→ PROBLEM DESCRIPTION
In the passage on immunohistochemistry and scoring, which software analyzed the scanned images?

→ EXERCISE TEXT
--

Immunohistochemistry and scoring

Formalin-fixed, paraffin-embedded tissue blocks were cut at three μm thickness. The detailed protocol of the immunohistochemistry has been previously reported11. The primary antibodies used were mouse monoclonal IgG1 anti-CD68 (concentration 1/5, KP1, ab845, Abcam, U.K.), mouse monoclonal IgG1 anti-MAC387 (concentration 1/500, ab22506, Abcam, U.K.) and rat IgG 2–7 (concentration 1/5) against CLEVER-1/Stabilin-129,30. Mouse IgG1 3G631 and rat IgG2a anti-mouse CD62L (MEL-14, Exbio, Czech Republic) were used as negative controls.

From TUR-BT samples, the whole sections of paraffin-embedded blocks were analysed as well as the TMAs (tissue microarray). The immunohistological stainings were analysed manually and digitally blinded to the clinical information. Manual analyses were performed microscopically from three hotspots using a 0.0625 mm2 grid with 20x (vessels) or 40x (macrophages) magnifications. The most macrophages/vessels containing hotspots were selected from the samples. The number of macrophages and vessels were counted within each hotspot and the mean numbers per field were calculated. MAC387+ tumor cells were graded semiquantitatively into four categories 0–3 (from none to abundant). For digital analyses, sections were scanned with Pannoramic 250 Slide Scanner (3DHISTEC). Three hotspots were chosen from the scanned images and analysed with Fiji-ImageJ 2.0.0. Shortly, the macrophage-positive areas were extracted by colour deconvolution and the resulting image was thresholded. Then a size limit was applied and macrophage-positive areas were calculated. For MAC387 analyses, the images were watershed and a size limit was applied to exclude the larger positive tumor cells from macrophages. The mean percentages of the hotspots were calculated and used in analyses. CLEVER-1+ vessels were analysed manually.

--

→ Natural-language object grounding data
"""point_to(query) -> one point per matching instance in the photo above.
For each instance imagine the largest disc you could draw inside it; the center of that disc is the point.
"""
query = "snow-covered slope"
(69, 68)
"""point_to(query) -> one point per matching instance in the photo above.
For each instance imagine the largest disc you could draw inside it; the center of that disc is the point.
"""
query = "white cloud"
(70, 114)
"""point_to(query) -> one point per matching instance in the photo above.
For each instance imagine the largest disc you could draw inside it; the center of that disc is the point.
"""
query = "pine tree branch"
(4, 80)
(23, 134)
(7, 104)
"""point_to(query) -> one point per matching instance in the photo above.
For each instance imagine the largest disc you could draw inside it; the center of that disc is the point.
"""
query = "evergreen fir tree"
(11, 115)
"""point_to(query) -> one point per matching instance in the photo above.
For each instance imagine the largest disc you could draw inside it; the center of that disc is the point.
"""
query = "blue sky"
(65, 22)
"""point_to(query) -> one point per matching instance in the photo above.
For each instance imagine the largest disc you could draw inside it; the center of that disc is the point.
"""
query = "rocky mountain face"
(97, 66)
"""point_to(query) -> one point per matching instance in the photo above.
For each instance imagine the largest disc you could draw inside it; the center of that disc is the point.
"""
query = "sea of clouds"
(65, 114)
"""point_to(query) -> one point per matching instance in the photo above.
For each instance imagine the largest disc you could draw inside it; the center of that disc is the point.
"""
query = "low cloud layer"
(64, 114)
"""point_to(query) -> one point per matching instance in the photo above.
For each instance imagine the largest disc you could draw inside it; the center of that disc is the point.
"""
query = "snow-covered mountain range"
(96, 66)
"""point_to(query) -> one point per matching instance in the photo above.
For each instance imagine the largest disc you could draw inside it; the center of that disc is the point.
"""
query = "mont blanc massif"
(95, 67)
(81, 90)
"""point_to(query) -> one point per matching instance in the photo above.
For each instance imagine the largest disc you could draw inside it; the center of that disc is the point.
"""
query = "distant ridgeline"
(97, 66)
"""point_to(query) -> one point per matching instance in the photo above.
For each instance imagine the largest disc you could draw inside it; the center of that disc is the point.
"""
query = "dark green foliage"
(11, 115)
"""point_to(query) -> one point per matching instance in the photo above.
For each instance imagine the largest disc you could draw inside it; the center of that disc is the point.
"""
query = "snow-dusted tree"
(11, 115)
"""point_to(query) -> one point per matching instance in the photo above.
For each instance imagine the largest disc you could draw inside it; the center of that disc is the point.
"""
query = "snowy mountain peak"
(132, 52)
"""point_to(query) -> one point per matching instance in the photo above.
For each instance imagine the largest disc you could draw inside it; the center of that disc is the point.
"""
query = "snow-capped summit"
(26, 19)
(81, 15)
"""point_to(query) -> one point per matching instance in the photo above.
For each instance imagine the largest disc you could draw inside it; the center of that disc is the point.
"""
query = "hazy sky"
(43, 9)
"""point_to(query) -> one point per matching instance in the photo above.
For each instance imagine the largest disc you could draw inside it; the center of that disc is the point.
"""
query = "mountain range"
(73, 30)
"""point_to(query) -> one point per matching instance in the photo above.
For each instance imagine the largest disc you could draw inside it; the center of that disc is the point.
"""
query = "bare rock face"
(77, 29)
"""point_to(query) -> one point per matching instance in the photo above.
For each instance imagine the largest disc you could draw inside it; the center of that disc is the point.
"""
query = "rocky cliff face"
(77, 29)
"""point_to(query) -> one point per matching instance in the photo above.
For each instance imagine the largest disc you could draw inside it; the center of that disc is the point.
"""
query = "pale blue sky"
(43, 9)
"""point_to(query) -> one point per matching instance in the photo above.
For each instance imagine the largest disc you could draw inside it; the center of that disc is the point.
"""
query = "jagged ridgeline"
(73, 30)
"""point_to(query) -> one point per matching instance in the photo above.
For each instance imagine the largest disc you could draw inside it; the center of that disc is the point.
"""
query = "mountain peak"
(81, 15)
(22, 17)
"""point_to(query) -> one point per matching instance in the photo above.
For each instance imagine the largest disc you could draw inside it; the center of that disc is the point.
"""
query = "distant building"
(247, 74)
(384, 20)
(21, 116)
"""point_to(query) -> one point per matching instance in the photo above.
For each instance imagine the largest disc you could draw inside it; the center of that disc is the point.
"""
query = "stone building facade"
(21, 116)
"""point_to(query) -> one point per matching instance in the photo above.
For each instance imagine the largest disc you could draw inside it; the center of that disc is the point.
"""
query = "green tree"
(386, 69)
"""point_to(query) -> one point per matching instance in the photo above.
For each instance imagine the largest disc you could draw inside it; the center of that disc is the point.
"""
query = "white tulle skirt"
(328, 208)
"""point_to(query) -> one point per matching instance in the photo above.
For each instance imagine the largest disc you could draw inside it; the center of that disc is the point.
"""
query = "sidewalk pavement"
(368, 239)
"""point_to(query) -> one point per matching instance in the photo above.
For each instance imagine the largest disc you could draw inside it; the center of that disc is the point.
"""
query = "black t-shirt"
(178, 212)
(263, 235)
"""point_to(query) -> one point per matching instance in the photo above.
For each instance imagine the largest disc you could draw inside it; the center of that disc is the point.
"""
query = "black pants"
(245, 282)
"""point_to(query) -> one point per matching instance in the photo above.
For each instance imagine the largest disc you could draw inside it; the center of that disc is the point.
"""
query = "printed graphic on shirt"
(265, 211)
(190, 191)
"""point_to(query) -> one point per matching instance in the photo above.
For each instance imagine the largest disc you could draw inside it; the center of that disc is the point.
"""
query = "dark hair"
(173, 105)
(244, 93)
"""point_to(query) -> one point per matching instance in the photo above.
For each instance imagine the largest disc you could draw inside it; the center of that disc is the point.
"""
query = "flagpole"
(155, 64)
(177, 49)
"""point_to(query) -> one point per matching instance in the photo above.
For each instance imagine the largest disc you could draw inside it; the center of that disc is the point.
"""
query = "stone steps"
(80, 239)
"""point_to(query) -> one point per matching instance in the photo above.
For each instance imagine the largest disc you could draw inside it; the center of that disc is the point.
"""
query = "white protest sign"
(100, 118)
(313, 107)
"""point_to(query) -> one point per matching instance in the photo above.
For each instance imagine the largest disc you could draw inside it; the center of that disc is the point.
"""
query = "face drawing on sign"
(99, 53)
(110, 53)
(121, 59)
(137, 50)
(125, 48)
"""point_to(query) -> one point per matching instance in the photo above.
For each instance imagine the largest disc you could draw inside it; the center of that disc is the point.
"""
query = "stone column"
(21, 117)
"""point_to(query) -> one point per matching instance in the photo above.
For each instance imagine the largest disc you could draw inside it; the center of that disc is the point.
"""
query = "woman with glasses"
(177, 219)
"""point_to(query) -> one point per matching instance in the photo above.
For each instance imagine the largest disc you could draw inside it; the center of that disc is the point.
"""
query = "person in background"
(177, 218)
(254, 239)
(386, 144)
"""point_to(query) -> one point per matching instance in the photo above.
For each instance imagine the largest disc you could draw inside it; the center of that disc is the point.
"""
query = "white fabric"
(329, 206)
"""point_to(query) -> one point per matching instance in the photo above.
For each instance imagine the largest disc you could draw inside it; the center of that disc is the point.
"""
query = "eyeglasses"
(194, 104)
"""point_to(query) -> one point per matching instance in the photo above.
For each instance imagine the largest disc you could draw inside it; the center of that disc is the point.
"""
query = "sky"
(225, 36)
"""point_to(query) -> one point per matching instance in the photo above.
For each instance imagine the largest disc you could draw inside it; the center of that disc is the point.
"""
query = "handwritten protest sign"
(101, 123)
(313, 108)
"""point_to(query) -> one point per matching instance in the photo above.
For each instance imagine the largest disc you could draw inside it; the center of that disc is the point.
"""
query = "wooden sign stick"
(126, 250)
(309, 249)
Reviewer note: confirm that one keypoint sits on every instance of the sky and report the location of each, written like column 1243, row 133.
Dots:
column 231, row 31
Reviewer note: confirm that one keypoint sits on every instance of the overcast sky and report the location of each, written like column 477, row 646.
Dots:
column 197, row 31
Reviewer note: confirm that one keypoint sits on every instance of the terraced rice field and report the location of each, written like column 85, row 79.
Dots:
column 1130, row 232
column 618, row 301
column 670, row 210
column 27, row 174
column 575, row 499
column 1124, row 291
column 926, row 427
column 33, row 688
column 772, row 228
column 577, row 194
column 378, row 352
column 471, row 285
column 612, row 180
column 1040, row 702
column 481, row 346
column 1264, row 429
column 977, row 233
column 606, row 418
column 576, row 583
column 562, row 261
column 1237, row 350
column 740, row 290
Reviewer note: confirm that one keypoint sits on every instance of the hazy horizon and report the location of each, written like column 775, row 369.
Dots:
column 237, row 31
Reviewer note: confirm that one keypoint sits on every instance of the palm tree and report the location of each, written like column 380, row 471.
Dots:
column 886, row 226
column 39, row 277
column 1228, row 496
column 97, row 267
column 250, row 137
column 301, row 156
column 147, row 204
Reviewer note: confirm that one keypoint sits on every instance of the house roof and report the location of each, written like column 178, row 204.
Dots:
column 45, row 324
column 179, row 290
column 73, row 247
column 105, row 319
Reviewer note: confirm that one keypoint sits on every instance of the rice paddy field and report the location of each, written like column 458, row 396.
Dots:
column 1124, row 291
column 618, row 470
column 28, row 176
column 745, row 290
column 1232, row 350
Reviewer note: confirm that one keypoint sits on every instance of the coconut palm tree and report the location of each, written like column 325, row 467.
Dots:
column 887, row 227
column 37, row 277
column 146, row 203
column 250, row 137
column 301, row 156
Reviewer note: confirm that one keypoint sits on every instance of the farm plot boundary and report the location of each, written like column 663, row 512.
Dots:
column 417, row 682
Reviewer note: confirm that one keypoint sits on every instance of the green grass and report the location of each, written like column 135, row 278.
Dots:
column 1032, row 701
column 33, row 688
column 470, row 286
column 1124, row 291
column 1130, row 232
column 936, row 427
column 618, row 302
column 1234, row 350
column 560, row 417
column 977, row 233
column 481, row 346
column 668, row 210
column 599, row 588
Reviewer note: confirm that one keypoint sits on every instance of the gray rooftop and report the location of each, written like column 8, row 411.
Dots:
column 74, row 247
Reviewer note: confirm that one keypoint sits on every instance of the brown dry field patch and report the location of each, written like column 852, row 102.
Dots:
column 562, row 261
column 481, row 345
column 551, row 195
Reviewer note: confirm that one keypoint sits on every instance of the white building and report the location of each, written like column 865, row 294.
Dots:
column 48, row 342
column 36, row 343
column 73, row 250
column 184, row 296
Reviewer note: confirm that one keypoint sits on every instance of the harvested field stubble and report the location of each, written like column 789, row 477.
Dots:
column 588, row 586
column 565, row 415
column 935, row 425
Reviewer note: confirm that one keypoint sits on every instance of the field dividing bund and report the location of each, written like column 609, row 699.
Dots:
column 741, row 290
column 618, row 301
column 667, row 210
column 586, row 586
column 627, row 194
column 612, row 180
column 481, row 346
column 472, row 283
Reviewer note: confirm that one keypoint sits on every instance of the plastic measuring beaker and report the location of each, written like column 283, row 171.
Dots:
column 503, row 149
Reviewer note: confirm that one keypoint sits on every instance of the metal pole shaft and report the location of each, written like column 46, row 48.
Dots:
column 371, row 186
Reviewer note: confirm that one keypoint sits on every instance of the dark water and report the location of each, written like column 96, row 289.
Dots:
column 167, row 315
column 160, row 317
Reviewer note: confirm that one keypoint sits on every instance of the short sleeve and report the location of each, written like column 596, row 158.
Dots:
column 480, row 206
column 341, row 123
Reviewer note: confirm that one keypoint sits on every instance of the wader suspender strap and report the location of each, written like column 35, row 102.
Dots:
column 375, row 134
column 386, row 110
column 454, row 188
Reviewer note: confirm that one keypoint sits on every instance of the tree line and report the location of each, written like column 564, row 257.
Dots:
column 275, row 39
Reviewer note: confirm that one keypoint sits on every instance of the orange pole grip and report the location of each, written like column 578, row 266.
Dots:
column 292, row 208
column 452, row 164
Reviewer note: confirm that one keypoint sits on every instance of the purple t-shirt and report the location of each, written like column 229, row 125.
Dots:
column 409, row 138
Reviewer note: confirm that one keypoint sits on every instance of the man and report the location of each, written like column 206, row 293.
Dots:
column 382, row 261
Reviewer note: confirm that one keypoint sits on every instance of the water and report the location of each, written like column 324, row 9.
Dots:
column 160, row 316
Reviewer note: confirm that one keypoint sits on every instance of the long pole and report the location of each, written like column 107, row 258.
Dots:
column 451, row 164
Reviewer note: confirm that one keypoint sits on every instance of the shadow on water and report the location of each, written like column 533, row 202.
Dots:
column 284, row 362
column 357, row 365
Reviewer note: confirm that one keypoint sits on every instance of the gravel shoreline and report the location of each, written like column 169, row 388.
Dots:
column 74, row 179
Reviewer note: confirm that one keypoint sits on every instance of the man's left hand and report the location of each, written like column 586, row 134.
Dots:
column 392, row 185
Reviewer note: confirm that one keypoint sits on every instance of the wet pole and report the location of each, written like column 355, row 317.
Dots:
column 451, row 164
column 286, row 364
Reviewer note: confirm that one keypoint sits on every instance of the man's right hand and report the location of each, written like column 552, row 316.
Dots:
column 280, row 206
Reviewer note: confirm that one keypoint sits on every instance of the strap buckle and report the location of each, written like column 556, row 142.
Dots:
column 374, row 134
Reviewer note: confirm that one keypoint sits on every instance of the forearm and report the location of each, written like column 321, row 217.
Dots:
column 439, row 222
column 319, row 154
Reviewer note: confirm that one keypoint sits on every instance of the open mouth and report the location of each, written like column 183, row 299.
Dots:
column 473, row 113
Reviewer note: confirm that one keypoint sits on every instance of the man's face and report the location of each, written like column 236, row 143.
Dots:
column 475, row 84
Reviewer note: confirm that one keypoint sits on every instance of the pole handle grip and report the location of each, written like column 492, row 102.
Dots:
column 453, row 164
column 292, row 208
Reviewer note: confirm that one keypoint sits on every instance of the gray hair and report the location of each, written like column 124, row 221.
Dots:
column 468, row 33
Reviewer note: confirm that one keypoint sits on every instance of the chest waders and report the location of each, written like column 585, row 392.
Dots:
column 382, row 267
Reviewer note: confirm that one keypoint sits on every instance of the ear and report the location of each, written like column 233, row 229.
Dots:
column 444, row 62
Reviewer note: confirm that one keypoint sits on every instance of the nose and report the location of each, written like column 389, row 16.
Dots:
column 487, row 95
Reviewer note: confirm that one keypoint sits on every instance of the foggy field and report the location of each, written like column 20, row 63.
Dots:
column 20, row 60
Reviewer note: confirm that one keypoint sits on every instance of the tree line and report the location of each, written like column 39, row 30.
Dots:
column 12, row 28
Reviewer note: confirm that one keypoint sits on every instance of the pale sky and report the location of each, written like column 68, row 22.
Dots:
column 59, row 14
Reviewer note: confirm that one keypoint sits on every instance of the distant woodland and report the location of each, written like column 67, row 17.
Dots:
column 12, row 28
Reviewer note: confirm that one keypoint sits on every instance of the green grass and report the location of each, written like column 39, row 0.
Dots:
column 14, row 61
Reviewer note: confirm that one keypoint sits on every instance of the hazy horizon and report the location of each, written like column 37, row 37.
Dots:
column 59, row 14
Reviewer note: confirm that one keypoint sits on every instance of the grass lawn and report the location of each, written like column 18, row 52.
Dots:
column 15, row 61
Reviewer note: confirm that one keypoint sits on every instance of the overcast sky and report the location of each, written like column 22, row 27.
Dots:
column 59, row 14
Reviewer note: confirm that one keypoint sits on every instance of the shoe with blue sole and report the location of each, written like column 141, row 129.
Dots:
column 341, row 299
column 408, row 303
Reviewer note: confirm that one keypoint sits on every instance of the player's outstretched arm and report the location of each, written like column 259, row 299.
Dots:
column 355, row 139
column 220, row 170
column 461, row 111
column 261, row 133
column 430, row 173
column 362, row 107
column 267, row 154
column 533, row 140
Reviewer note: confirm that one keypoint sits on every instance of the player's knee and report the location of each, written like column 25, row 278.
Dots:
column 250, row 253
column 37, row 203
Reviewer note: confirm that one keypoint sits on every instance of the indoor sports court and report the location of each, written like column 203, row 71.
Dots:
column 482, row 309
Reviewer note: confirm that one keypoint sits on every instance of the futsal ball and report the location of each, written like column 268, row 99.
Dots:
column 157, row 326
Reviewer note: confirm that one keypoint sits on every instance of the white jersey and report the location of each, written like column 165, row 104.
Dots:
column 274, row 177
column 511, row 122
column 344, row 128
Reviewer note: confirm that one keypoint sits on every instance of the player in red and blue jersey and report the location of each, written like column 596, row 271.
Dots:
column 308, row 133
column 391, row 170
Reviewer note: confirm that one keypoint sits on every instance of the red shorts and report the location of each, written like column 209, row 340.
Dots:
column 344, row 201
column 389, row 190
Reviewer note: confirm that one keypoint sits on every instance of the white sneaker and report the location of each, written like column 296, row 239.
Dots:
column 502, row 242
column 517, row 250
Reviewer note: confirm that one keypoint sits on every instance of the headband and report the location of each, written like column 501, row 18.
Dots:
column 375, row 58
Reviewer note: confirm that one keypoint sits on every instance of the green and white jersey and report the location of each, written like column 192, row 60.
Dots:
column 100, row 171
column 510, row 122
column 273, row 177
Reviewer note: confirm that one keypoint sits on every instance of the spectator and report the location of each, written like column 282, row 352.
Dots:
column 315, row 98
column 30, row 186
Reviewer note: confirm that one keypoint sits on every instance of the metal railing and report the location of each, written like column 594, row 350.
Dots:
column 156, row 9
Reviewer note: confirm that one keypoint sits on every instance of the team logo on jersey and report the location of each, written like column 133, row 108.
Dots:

--

→ TASK RESPONSE
Fiji-ImageJ 2.0.0